Reproduce verbatim the lines of the material below, from the line containing "dark suit, written" up to and including the line containing "x=311 y=259".
─── The data ───
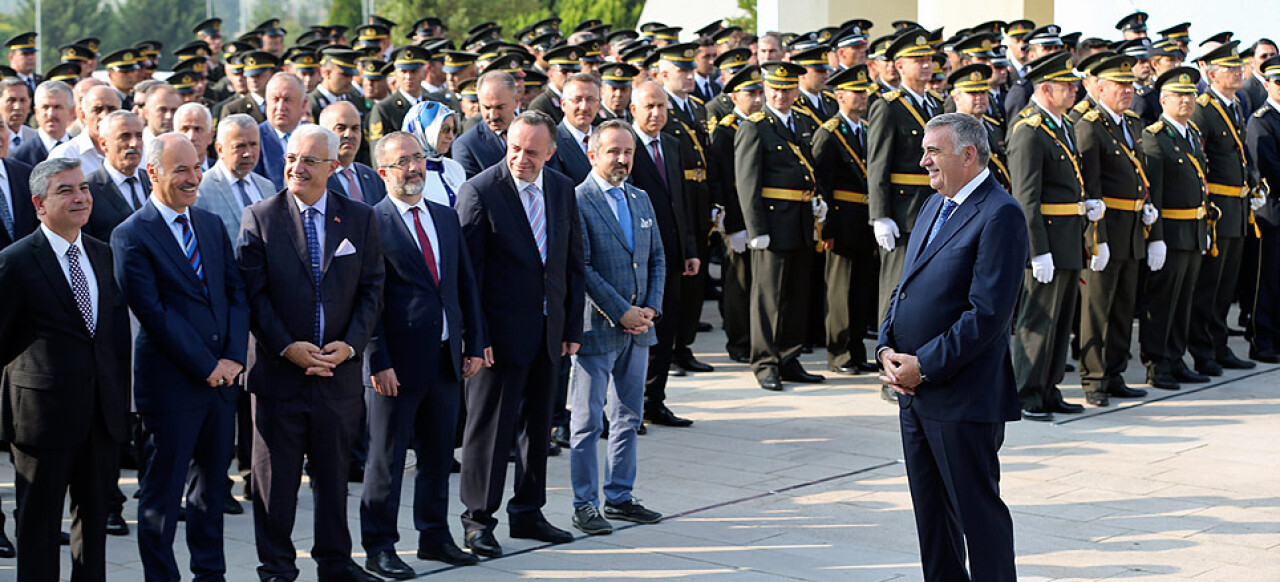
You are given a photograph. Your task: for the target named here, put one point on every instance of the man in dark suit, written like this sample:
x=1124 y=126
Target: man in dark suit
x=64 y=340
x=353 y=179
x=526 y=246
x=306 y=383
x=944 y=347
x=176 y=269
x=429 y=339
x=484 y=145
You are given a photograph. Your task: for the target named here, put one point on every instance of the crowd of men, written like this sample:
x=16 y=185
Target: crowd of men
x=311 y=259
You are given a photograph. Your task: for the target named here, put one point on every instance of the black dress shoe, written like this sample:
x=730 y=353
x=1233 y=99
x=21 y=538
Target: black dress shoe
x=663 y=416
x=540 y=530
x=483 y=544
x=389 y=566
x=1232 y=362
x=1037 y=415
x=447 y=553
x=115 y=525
───
─── The data ───
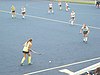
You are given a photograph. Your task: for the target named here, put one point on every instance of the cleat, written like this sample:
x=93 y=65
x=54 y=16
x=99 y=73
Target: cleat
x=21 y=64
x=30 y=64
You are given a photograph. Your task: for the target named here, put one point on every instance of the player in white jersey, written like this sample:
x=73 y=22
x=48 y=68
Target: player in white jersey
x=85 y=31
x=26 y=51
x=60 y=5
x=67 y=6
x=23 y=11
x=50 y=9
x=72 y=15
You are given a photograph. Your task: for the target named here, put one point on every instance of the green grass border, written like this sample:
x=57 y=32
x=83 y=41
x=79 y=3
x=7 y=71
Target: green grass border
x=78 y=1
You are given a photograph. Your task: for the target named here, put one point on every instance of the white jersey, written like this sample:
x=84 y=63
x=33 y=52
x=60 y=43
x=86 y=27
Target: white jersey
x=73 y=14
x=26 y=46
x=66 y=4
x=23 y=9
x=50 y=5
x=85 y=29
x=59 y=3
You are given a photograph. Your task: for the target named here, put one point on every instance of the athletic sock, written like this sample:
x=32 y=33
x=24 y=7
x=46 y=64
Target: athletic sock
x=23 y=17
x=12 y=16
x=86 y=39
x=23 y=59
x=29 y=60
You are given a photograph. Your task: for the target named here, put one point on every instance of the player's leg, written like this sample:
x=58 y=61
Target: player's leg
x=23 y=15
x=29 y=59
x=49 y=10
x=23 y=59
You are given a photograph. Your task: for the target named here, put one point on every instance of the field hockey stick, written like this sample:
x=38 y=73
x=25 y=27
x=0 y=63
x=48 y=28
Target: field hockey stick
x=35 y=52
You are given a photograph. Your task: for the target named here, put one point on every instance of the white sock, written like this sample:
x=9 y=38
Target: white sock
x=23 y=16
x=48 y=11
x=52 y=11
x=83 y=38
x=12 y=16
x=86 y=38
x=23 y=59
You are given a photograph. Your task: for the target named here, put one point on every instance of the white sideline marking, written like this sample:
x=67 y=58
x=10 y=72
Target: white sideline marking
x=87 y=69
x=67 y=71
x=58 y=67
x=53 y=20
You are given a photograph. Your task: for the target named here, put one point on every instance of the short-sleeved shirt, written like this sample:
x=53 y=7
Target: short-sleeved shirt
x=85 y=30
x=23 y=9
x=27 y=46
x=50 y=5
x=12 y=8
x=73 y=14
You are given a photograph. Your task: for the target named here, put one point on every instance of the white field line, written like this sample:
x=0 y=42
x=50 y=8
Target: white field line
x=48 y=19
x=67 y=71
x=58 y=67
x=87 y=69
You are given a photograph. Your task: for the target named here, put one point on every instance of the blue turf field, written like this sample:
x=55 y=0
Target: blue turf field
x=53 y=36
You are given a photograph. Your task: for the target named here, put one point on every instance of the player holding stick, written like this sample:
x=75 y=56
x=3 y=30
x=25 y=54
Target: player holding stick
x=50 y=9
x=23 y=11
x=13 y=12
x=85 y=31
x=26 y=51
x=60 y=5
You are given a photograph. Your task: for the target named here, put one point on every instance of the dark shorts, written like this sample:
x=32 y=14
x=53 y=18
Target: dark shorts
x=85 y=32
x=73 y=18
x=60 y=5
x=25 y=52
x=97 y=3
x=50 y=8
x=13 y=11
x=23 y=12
───
- _Finished answer_:
You are given a photograph. Your task: for the target named here, put one point on every instance of the man in dark suit, written like this sample:
x=1124 y=126
Target: man in dark suit
x=64 y=340
x=353 y=179
x=526 y=246
x=306 y=383
x=944 y=347
x=176 y=269
x=429 y=339
x=484 y=145
You are given a photograph. Your task: for the target named here, put one point on every instance of the crowd of men, written like this sample:
x=16 y=185
Target: crowd of men
x=311 y=259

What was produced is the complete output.